Challenge
Could you rewrite the rows below with each "keypoint" changed to "anchor point", everything else unchanged and the pictures left out?
++++++++++
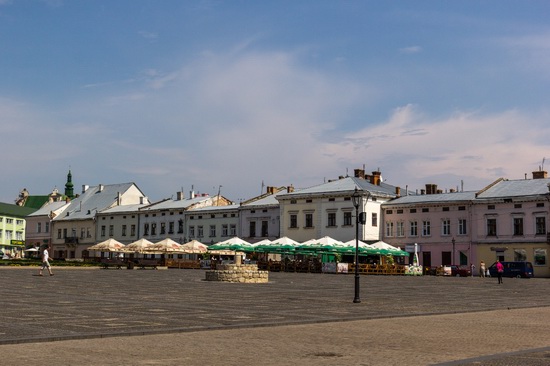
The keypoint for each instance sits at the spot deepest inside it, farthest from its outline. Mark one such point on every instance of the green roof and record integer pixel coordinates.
(7, 209)
(36, 201)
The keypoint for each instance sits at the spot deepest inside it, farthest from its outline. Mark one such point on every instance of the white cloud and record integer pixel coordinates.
(414, 148)
(410, 49)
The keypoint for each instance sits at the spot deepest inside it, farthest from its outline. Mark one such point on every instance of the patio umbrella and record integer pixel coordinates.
(165, 246)
(109, 245)
(234, 244)
(194, 247)
(138, 246)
++++++++++
Complete output
The anchor point for each instance sits at the spot deepest inside it, farthest from its outline. Mark one such point on every instance of the green roof and record integer pixel coordinates.
(7, 209)
(36, 201)
The anchor point for each instance sits at the spot deepest inside it, farthest from its outline. Mark one such point on every instance of the white cloud and record integer pixel coordinates.
(414, 148)
(410, 49)
The anchor point for each instance sits at the spot deepest inside it, farthest from its outline. Mark one such point on every instance of the patio umbrella and record integer pixel coordinates.
(165, 246)
(109, 245)
(234, 244)
(194, 247)
(138, 246)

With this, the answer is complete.